_Brief_.
Return the lines of the entries below exactly as they appear, starting with the line containing "<item>wall sconce</item> |" and going on through the line containing "[[194,90],[199,90],[199,86],[198,84],[192,84],[191,86],[192,91]]".

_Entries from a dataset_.
>> Begin

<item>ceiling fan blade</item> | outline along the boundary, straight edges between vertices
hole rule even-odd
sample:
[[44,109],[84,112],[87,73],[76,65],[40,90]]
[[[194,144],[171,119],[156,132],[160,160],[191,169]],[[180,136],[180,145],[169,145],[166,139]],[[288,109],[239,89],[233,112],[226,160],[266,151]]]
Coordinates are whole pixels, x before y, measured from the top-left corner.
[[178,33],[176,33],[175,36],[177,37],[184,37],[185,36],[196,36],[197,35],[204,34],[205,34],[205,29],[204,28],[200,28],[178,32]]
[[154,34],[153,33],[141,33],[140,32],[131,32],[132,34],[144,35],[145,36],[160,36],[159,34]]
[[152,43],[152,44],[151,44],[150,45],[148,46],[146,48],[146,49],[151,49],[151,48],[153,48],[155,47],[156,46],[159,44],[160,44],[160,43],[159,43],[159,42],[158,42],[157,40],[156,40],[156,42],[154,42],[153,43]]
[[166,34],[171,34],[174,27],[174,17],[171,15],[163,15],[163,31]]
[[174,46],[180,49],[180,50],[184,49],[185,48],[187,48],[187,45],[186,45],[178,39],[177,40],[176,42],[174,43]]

>> End
>> Begin

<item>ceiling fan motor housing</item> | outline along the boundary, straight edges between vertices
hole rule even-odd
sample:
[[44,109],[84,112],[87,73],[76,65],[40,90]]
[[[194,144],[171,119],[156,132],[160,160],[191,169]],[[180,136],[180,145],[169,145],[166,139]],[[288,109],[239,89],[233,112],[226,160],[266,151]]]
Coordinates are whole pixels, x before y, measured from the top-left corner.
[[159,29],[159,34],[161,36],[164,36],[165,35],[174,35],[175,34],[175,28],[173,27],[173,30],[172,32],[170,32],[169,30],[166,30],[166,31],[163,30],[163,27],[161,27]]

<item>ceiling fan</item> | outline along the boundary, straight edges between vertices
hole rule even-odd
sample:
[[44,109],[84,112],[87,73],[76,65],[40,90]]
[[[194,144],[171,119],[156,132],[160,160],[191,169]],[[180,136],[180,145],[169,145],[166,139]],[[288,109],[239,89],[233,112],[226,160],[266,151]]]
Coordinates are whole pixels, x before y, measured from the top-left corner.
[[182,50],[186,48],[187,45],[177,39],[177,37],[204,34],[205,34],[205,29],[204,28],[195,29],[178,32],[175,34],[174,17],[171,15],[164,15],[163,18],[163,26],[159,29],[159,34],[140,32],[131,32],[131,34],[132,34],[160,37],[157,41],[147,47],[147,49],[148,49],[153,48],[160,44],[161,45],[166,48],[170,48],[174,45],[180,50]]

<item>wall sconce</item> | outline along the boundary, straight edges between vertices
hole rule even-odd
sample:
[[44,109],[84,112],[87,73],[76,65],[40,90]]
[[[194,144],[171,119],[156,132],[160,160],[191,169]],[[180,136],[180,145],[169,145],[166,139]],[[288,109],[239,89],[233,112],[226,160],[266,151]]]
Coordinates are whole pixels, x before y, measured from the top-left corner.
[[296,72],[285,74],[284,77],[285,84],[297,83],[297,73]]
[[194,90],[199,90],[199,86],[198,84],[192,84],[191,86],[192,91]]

>> End

_Solution for this exercise_.
<item>wall sconce</item> | outline along the boundary, straight edges between vertices
hole rule even-odd
sample:
[[44,109],[84,112],[87,73],[76,65],[40,90]]
[[[194,144],[171,119],[156,132],[160,160],[191,169]],[[180,136],[180,145],[169,145],[166,139]],[[288,109],[239,89],[233,112],[226,160],[266,151]]]
Coordinates are whole pixels, x before y, measured from the top-left corner.
[[296,72],[285,74],[284,77],[285,84],[297,83],[297,73]]
[[194,90],[199,90],[199,86],[198,84],[192,84],[191,86],[192,91]]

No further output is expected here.